## Document text
......

I don't think many people have realised that we are on the verge of a technological revolution. The computing world is changing, and this is the first time GNU/Linux is catching the revolution as it begins. Computers are getting smaller and smaller, while phones are getting bigger and bigger. Everybody can see that they are about to converge -- but in what form? Well, the answer is: GNU/Linux -- before anybody else. The ingredients? A great GNU/Linux distribution, a leader with the right vision, and a few very bold, ground-breaking choices. Mix it well: the result is Ubuntu Touch. Let me go through these ingredients.
A great distribution
Ubuntu is a fantastic GNU/Linux distribution. Mark Shuttleworth, the man who started it all, was a smart tech guy who made a small fortune with digital certificates just before the IT bubble imploded. He decided to invest a big chunk of that fortune creating a GNU/Linux distribution that would be more popular than Windows.
It was 2004. Today, 2013, the bug is still open: Windows still has the majority of the market. So, has Mark failed to make a fantastic GNU/Linux distribution? No, he hasn't. But what is true, is that even though Ubuntu has a huge market share in absolute numbers, it's still miles away from Windows'. I can spend the next 20 pages trying to analyse, guess, and look for the reasons: tricky hardware support (it's 2013, and I still have problems with my Thinkpad's Bluetooth!), lack of games, a server-oriented package management system (although not everybody agrees on this point...!), lack of support from most of the OEMs, lack of some crucial applications, and so on.

......

## Given records
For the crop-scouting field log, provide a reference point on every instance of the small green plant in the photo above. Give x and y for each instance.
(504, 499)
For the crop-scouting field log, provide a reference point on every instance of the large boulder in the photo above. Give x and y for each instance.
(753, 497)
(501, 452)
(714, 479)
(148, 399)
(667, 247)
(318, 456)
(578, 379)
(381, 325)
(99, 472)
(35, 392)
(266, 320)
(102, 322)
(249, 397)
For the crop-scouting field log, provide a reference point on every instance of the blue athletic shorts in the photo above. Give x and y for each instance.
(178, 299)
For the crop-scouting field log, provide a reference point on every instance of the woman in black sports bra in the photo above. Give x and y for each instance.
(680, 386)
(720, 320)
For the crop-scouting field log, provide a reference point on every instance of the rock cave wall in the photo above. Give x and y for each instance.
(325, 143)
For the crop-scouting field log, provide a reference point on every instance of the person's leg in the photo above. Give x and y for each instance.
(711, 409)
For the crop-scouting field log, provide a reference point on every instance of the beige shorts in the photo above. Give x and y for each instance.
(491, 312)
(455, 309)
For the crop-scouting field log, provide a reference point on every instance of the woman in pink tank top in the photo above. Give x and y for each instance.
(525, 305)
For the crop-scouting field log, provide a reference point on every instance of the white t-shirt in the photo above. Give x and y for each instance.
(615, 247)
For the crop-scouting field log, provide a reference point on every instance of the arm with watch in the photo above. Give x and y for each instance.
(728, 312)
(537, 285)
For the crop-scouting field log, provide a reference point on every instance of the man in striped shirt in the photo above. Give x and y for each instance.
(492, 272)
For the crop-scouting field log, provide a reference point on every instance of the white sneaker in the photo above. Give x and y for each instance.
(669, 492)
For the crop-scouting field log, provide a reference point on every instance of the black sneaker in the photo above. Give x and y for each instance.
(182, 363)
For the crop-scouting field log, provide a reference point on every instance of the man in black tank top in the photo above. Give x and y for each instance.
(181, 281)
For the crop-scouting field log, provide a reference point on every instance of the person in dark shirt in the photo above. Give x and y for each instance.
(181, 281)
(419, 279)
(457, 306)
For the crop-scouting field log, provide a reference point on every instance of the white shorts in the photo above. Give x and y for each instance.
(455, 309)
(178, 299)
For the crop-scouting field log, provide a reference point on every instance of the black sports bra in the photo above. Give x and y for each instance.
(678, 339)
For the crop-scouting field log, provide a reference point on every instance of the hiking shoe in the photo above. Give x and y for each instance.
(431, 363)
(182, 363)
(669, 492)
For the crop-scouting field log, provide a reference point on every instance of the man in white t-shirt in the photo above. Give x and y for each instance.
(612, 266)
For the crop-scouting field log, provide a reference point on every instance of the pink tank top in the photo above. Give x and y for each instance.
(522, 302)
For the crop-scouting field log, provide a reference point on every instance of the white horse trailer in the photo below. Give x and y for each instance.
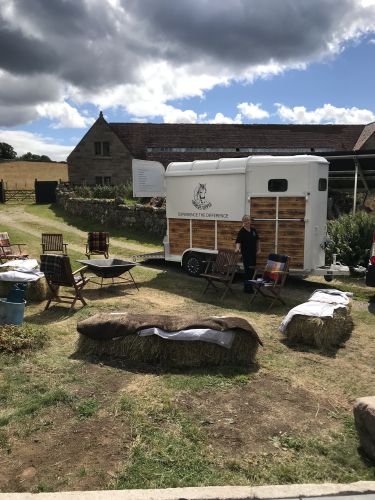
(286, 195)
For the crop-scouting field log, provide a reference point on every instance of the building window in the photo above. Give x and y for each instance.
(322, 186)
(277, 185)
(102, 148)
(106, 151)
(99, 180)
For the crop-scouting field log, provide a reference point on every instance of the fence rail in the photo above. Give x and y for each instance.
(19, 194)
(43, 192)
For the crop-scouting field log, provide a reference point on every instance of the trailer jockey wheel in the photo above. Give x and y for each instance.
(193, 264)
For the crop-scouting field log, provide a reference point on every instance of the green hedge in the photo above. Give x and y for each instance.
(350, 237)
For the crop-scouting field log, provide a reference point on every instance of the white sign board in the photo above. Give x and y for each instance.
(207, 197)
(148, 179)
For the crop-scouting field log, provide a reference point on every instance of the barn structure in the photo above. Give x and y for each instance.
(104, 155)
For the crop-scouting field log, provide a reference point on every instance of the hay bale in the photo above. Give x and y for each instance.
(323, 333)
(37, 291)
(174, 353)
(116, 336)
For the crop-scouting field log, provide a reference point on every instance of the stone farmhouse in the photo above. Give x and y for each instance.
(104, 155)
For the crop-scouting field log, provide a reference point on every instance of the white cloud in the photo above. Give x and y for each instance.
(65, 114)
(23, 142)
(141, 56)
(179, 116)
(325, 114)
(252, 111)
(220, 118)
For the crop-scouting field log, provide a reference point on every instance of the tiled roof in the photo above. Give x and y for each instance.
(139, 136)
(367, 132)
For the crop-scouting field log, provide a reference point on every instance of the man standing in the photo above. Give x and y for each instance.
(248, 243)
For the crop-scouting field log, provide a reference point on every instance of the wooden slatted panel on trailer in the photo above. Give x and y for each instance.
(179, 235)
(203, 234)
(291, 238)
(264, 208)
(280, 235)
(227, 233)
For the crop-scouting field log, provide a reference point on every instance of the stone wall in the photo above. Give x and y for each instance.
(109, 212)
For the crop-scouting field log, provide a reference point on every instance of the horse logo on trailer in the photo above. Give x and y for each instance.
(199, 200)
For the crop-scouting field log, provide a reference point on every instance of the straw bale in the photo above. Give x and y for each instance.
(156, 350)
(324, 332)
(37, 291)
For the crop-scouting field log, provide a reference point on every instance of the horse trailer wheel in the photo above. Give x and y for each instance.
(193, 264)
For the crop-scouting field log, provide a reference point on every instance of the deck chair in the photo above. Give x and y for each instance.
(97, 244)
(221, 270)
(272, 279)
(58, 273)
(53, 243)
(10, 251)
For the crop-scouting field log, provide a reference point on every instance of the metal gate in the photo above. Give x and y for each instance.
(45, 191)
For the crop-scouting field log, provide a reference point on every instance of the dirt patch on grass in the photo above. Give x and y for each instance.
(65, 452)
(246, 419)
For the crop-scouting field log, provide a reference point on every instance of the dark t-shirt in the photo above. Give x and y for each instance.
(248, 241)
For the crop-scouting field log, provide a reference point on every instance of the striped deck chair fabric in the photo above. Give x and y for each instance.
(272, 279)
(9, 251)
(97, 244)
(58, 273)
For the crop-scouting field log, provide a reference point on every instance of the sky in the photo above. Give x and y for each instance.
(180, 61)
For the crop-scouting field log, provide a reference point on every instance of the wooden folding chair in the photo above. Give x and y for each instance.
(10, 251)
(52, 242)
(58, 272)
(272, 279)
(97, 244)
(222, 270)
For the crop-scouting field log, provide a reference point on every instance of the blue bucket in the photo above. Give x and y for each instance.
(11, 313)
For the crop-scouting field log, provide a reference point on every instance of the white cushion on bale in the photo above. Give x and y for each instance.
(364, 416)
(323, 321)
(23, 271)
(173, 340)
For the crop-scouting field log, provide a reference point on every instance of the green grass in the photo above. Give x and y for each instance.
(161, 427)
(198, 380)
(87, 408)
(36, 402)
(18, 338)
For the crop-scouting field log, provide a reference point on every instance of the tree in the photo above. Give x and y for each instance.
(7, 152)
(31, 157)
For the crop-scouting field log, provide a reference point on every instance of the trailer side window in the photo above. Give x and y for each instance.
(322, 186)
(275, 185)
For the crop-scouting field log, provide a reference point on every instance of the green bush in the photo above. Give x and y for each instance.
(350, 238)
(105, 191)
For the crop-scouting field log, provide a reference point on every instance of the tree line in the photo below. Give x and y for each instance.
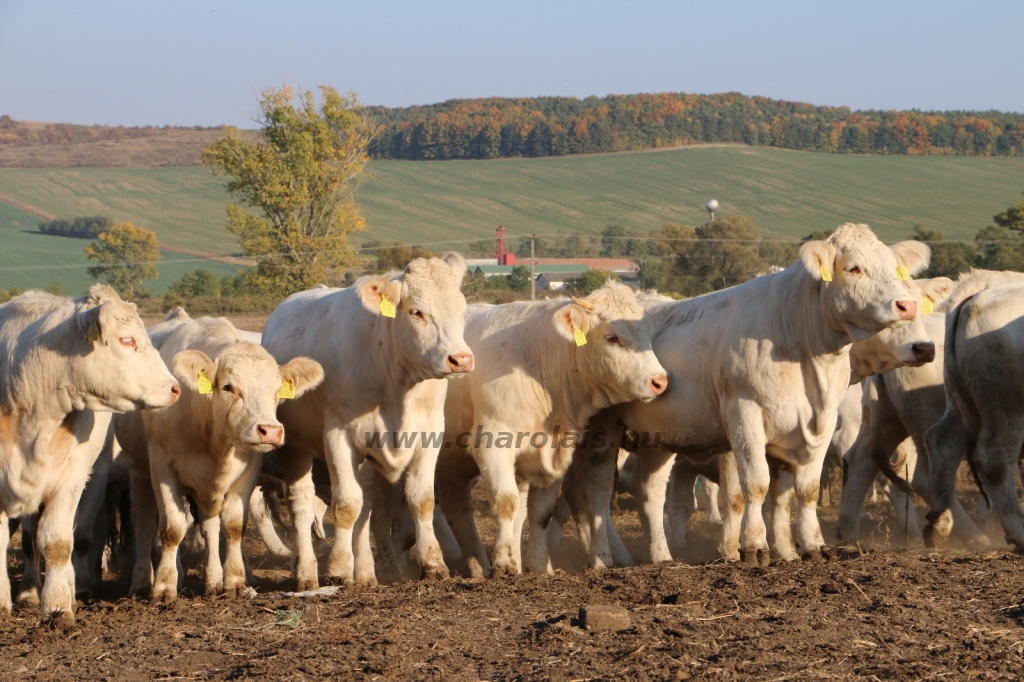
(489, 128)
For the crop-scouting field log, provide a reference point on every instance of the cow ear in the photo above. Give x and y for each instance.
(819, 259)
(92, 324)
(305, 374)
(458, 264)
(936, 289)
(373, 290)
(571, 317)
(914, 256)
(188, 366)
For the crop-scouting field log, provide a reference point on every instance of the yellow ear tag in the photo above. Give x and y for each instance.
(205, 385)
(287, 391)
(387, 308)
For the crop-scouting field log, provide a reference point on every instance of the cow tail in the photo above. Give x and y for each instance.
(951, 369)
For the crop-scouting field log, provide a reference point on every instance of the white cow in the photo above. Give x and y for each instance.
(544, 369)
(61, 361)
(760, 369)
(210, 446)
(387, 344)
(983, 421)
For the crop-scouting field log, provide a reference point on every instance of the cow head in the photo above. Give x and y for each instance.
(429, 314)
(612, 338)
(862, 279)
(906, 343)
(120, 370)
(244, 385)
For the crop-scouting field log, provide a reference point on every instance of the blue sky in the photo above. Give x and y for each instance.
(187, 62)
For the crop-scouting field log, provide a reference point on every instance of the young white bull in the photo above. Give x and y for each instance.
(984, 383)
(544, 369)
(760, 369)
(60, 360)
(386, 345)
(210, 445)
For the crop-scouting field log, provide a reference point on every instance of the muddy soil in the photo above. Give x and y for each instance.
(881, 614)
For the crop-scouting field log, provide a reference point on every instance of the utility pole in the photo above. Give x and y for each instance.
(532, 268)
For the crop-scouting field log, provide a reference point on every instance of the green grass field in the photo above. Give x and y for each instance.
(786, 194)
(32, 260)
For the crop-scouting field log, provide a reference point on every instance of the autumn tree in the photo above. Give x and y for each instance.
(127, 255)
(294, 190)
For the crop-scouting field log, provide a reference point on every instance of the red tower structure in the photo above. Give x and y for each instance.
(504, 257)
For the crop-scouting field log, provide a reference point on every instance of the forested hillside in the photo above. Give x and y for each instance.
(556, 126)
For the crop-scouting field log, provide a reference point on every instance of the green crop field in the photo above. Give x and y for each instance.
(786, 194)
(29, 259)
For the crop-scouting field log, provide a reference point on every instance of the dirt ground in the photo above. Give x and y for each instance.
(881, 614)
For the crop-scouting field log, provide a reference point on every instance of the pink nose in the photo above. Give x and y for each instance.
(907, 308)
(272, 434)
(461, 361)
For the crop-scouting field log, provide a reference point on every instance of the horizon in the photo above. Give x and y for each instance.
(205, 64)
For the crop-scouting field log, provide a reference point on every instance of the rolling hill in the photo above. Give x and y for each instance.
(448, 204)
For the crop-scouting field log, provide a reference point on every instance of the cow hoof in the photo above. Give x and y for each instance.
(933, 539)
(166, 595)
(59, 620)
(435, 572)
(306, 585)
(813, 555)
(503, 569)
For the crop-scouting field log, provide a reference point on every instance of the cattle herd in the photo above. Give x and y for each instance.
(410, 397)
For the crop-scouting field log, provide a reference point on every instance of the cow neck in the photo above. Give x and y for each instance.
(572, 402)
(823, 350)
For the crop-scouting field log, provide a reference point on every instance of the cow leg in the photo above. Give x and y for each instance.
(28, 590)
(732, 494)
(542, 503)
(420, 497)
(264, 522)
(143, 520)
(346, 500)
(807, 478)
(5, 603)
(87, 530)
(681, 505)
(780, 492)
(995, 457)
(498, 470)
(745, 422)
(232, 518)
(455, 492)
(946, 442)
(214, 579)
(173, 524)
(860, 473)
(381, 520)
(711, 494)
(650, 479)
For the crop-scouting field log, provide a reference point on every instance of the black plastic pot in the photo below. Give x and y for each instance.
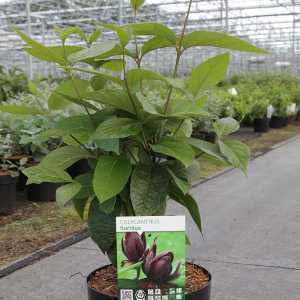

......

## Complete the following
- a) Answer these about the Ubuntu Touch article:
(i) What is the result of mixing the ingredients, according to the opening paragraph?
(ii) With what did Mark Shuttleworth make a small fortune?
(iii) Which hardware feature of the writer's Thinkpad still causes problems?
- b) Please repeat the passage of the Ubuntu Touch article starting at "It was 2004." and ending at "applications, and so on.".
- c) Carry on writing the Ubuntu Touch article from the point where it stops.

## Answers by task
- a)
(i) Ubuntu Touch
(ii) Digital certificates
(iii) Its Bluetooth

- b)
It was 2004. Today, 2013, the bug is still open: Windows still has the majority of the market. So, has Mark failed to make a fantastic GNU/Linux distribution? No, he hasn't. But what is true, is that even though Ubuntu has a huge market share in absolute numbers, it's still miles away from Windows'. I can spend the next 20 pages trying to analyse, guess, and look for the reasons: tricky hardware support (it's 2013, and I still have problems with my Thinkpad's Bluetooth!), lack of games, a server-oriented package management system (although not everybody agrees on this point...!), lack of support from most of the OEMs, lack of some crucial applications, and so on.

- c)
However, Ubuntu still is a fantastic GNU/Linux distribution, and it will be the centre of this technological revolution.
A leader with a vision
Mark Shuttleworth spent the first few years creating Ubuntu, and worked on it until it became an established GNU/Linux distribution. Even though you can criticise some of the choices he made, he is clearly a leader who knows how to lead, and who has a clear vision of where he's going. People tend to forget that before Ubuntu, the Jungle of GNU/Linux distributions was a little grimmer. I wish he had made some choices earlier. For example, Ubuntu needs a different way of distributing client-side software. I wrote an article back in 2009 about it, and finally, in 2013, they are doing it. I also wish he had managed to team up with a hardware maker and actually made decent, $500 laptops with Ubuntu pre-installed. Dell was a nice try, but they just didn't go far enough: I kept on hoping they would come up with a custom designed laptop with the Ubuntu logo at the back, great features, only fully-supported chipsets, and a decent price. That didn't happen either -- but, it's about to happen in a much bigger way now.
If you see the history of Ubuntu, and where it's about to go, you realise that this was a great path. It took longer than anybody expected, but well, some things cannot be done in a hurry.
Bold, ground-breaking decisions
Ubuntu has always been about looking for things where there was room for improvement. The changes have been gradual, and sometimes brave. However, two choices were made which showed a high level of boldness (and courage):
Unity. I use Unity every day. I didn't like it at the beginning. I really, really wanted it to be at the bottom rather than the left side. This made a lot of sense to me, because I use horizontally-placed virtual desktops I get to by dragging the mouse. This drives other people insane, but that's how I am used to work. Well, I decided to give Unity a real go, and discovered (after a week or so) that it was very powerful, and did a lot of things right. So, I stuck with it. I have to say, when Unity came out I realised the reason for the name, and the power behind it. I really hoped what I inferred by looking at the source code, and reading dev discussions, was true and that I would eventually use it on a mobile device. Now, it looks like I am.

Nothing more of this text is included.